Com estes temperos, entendemos plenamente aplicável a Súmula 106/STJ em matéria tributária: “proposta a ação no prazo fixado para o seu exercício, a demora na citação, por motivos inerentes ao mecanismo da justiça, não justifica o acolhimento da argüição de prescrição ou decadência.”
Sua aplicação deve ser feita com cautela porque, além da reserva de lei complementar ao assunto, o Poder Judiciário não é um agente de cobrança dos créditos tributários do Fisco e deve exercer a jurisdição de forma imparcial e equidistante.
Conforme reconhecido pelo Tribunal de Justiça de São Paulo, o Exequente é responsável pela movimentação do processo e não pode atribuir a demora no andamento do caso à máquina Judiciária se não promoveu a movimentação do caso.
Por todos citamos o seguinte trecho:
“Vê-se, assim, que a Municipalidade acabou contribuindo para a ocorrência da prescrição, eis que, manteve-se inerte em relação ao andamento processual.
Em que pese o disposto no art. 25 da Lei nº 6.830, não se pode olvidar que cabe à exeqüente promover os atos que darão impulso ao andamento processual, requerendo o que for de direito para que a execução alcance seu objetivo.
Sobre a necessidade da parte manter-se sempre diligente quanto ao processo, o STJ, ao julgar o REsp 502732/PR, expôs entendimento no sentido de que: “A movimentação da máquina judiciária pode restar paralisada por ausência de providências cabíveis ao autor, uma vez que o princípio do impulso oficial não é absoluto.”
Em razão disso, constatando-se que a citação da executada não se efetivou dentro do prazo legal devido à falta de empenho da Municipalidade, não há como deixar de reconhecer a ocorrência da prescrição, pois ficou evidente que houve inércia por parte da exeqüente, revelando, com isso, desinteresse em prosseguir na busca do seu direito, situação que afasta a ratio essendi da Súmula 106 do STJ.” (TJ/SP. Apelação nº 0064805-05.2008.8.26.0576, da Comarca de São José do Rio Preto, em que é apelante PREFEITURA MUNICIPAL DE SÃO JOSÉ DO RIO PRETO sendo apelado MARRO PARTICIPAÇÕES E ADMINISTRAÇÃO S/C LTDA. Rel. Des. EUTÁLIO PORTO. 15ª. Câmara de Direito Público. J. 22.09.2011)

● ● ●

• Desafio 1:
Liste todas as referências identificadas por número (súmulas, artigos de lei, recursos e apelações) que aparecem no trecho sobre a Súmula 106, mencionando cada uma só uma vez.
• Desafio 2:
Reproduza fielmente a parte do trecho sobre a Súmula 106 que começa em "Conforme reconhecido pelo" e termina em "alcance seu objetivo.".
• Desafio 3:
Responda às perguntas abaixo com base no trecho sobre a Súmula 106.
(a) A que espécie de lei o trecho diz que o assunto está reservado?
(b) Segundo o entendimento do STJ no REsp 502732/PR, qual princípio não é absoluto?
(c) Qual câmara do Tribunal de Justiça de São Paulo julgou a apelação citada?

• Linhas do conjunto de dados sobre onde os objetos aparecem:

● ● ●

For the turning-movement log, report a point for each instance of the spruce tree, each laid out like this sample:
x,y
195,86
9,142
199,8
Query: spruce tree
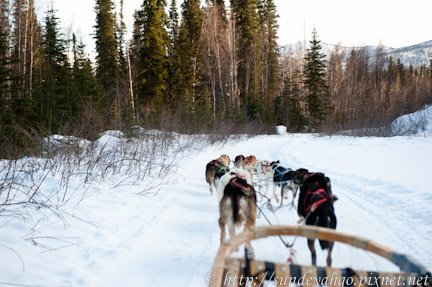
x,y
153,61
85,85
270,72
173,56
54,103
4,53
107,58
189,53
248,54
317,94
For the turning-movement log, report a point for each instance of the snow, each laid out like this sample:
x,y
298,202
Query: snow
x,y
418,123
118,235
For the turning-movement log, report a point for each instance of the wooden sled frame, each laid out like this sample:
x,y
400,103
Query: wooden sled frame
x,y
228,271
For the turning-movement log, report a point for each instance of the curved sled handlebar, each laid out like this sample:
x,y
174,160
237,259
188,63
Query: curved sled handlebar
x,y
221,263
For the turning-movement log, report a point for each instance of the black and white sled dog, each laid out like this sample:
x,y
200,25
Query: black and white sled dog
x,y
283,178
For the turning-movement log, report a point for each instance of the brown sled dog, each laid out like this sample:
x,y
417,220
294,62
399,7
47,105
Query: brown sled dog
x,y
211,168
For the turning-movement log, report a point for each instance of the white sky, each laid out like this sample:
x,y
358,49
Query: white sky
x,y
393,23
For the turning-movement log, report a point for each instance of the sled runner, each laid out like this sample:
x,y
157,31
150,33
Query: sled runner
x,y
230,271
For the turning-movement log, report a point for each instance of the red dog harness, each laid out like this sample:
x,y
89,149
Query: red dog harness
x,y
315,198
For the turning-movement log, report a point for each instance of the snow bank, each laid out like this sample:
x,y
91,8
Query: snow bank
x,y
418,123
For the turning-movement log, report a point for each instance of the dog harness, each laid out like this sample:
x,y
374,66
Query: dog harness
x,y
245,188
221,170
314,197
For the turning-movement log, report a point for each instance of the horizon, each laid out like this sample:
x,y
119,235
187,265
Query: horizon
x,y
79,17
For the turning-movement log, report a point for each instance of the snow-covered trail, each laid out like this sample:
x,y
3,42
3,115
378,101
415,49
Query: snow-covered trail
x,y
170,238
383,196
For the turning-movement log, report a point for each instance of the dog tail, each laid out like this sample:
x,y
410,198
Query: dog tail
x,y
327,219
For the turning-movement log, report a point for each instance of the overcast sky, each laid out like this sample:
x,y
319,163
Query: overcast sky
x,y
393,23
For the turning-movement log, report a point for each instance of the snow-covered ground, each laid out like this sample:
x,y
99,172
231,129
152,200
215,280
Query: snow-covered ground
x,y
118,236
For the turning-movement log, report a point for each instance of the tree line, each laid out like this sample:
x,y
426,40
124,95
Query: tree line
x,y
201,68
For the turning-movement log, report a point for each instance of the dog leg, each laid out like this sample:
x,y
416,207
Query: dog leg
x,y
275,188
311,245
329,258
222,225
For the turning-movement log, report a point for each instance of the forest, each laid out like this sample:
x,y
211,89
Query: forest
x,y
203,68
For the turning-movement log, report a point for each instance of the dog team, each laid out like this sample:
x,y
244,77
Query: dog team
x,y
236,195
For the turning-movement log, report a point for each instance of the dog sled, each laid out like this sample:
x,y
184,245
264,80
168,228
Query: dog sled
x,y
230,271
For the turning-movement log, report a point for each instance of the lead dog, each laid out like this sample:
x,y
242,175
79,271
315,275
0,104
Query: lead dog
x,y
283,178
212,168
237,205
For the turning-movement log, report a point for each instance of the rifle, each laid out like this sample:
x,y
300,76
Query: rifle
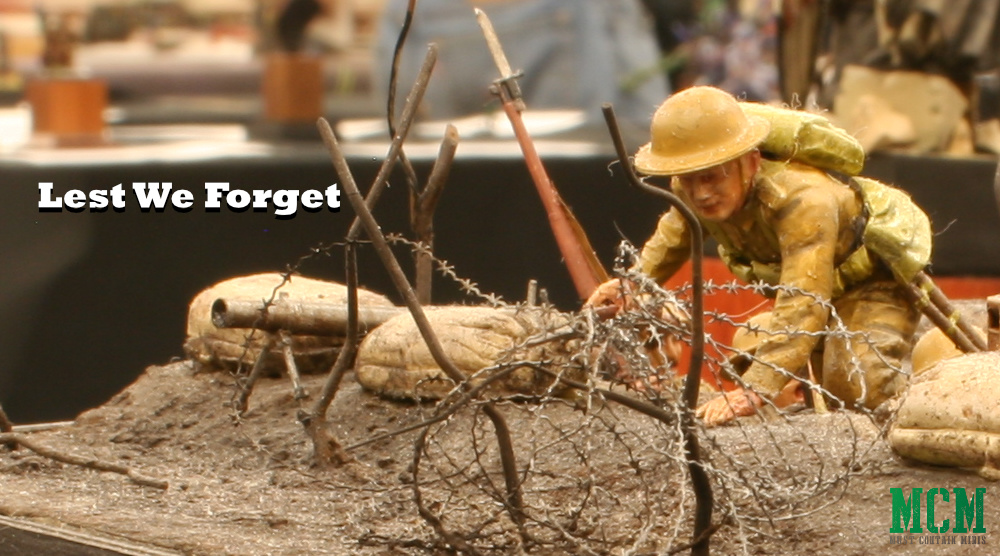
x,y
584,267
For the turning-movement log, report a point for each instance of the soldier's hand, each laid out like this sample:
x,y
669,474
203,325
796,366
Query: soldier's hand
x,y
610,297
735,403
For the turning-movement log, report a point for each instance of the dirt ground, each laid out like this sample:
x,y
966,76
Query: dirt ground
x,y
246,487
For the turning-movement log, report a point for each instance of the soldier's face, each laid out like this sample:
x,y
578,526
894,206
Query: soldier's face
x,y
715,193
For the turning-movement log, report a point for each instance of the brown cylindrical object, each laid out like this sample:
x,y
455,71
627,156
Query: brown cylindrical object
x,y
68,106
292,88
993,322
296,317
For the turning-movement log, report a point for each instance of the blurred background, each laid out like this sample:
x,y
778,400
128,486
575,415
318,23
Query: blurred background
x,y
94,93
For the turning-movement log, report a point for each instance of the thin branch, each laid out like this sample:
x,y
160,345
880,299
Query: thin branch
x,y
90,463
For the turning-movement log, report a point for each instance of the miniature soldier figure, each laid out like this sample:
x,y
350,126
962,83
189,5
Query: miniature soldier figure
x,y
822,242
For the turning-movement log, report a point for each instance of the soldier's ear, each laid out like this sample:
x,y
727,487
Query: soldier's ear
x,y
751,162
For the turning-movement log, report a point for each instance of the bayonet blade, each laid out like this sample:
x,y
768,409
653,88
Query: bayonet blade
x,y
493,42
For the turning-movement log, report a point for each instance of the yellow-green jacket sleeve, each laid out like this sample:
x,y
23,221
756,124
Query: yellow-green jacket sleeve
x,y
667,249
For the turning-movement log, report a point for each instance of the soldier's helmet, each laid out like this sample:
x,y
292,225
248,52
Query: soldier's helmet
x,y
698,128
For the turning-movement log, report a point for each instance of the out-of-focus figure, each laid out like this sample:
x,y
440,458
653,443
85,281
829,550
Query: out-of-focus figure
x,y
574,54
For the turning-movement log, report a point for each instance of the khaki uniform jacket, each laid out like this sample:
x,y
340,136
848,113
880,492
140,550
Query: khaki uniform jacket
x,y
797,222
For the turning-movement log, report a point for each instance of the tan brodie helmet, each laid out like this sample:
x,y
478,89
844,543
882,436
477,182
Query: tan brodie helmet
x,y
698,128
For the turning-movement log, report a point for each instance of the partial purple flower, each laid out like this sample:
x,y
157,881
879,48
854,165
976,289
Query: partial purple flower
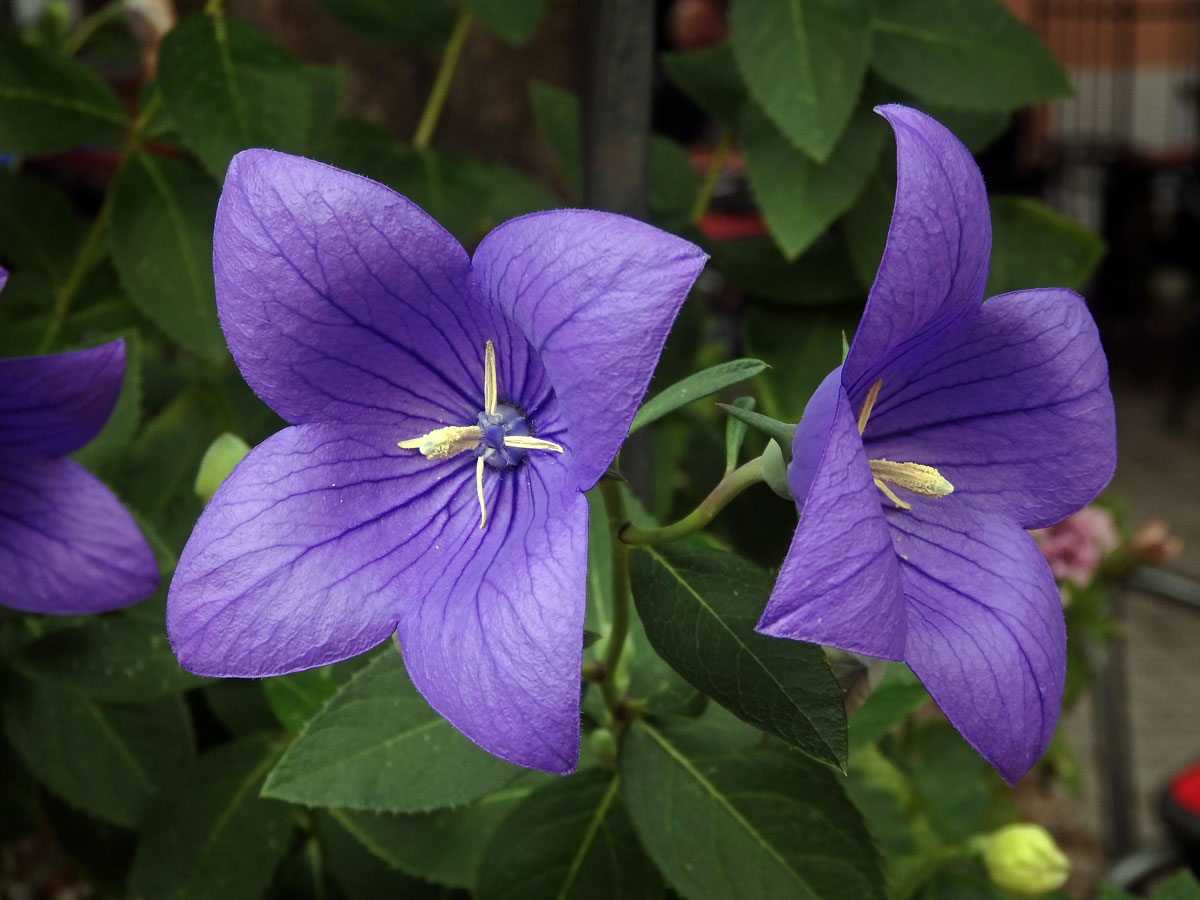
x,y
952,427
66,544
447,415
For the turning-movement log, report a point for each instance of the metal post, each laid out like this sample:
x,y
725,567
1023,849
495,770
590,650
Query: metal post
x,y
617,54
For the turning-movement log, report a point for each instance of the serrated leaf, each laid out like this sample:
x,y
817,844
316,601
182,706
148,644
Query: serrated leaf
x,y
121,657
803,63
701,384
1035,247
414,23
798,197
963,53
711,78
105,759
229,88
49,102
209,835
700,607
378,745
162,246
760,825
511,19
568,840
444,845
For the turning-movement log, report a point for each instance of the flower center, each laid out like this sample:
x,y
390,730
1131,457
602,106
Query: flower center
x,y
923,480
499,438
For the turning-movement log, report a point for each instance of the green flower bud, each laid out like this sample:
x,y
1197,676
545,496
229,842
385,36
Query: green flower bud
x,y
219,460
1024,861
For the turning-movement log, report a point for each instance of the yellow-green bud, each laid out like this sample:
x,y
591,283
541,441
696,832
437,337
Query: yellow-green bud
x,y
1024,861
219,460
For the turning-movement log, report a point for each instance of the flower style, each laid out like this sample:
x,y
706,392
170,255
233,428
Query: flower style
x,y
447,414
952,426
66,544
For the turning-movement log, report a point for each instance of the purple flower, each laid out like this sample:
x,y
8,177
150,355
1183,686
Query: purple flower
x,y
448,413
66,544
951,429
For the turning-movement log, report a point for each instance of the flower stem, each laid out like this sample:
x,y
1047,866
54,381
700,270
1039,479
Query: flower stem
x,y
95,237
715,165
621,595
442,83
725,491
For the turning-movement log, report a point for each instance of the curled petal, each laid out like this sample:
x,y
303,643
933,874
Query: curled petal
x,y
840,582
595,294
66,543
985,628
496,646
345,303
1014,408
935,263
306,551
51,406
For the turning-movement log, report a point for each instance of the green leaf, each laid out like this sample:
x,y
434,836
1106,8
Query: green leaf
x,y
964,53
772,427
209,835
711,78
121,657
801,198
39,228
118,431
1035,247
105,759
700,607
162,245
760,826
568,840
414,23
701,384
898,695
378,745
445,845
803,63
49,102
229,88
511,19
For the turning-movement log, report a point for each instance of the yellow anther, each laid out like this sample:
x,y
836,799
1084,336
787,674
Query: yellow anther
x,y
869,405
923,480
490,389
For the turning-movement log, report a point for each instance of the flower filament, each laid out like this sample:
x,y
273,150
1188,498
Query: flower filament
x,y
499,437
923,480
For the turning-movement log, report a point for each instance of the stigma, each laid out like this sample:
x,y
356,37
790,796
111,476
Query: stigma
x,y
921,480
499,438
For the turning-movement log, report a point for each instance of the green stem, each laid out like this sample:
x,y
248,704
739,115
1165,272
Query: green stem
x,y
621,595
725,491
87,255
442,83
715,166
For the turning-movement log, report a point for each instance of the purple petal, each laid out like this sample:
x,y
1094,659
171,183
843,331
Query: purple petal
x,y
345,303
935,263
985,628
595,294
66,543
307,549
840,583
497,646
1013,407
53,405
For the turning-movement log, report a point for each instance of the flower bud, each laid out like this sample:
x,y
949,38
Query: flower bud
x,y
219,460
1024,861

● ● ●

• Resposta 1:
- Súmula 106/STJ
- art. 25 da Lei nº 6.830
- REsp 502732/PR
- Apelação nº 0064805-05.2008.8.26.0576

• Resposta 2:
Conforme reconhecido pelo Tribunal de Justiça de São Paulo, o Exequente é responsável pela movimentação do processo e não pode atribuir a demora no andamento do caso à máquina Judiciária se não promoveu a movimentação do caso.
Por todos citamos o seguinte trecho:
“Vê-se, assim, que a Municipalidade acabou contribuindo para a ocorrência da prescrição, eis que, manteve-se inerte em relação ao andamento processual.
Em que pese o disposto no art. 25 da Lei nº 6.830, não se pode olvidar que cabe à exeqüente promover os atos que darão impulso ao andamento processual, requerendo o que for de direito para que a execução alcance seu objetivo.

• Resposta 3:
(a) Lei complementar.
(b) O princípio do impulso oficial.
(c) A 15ª Câmara de Direito Público.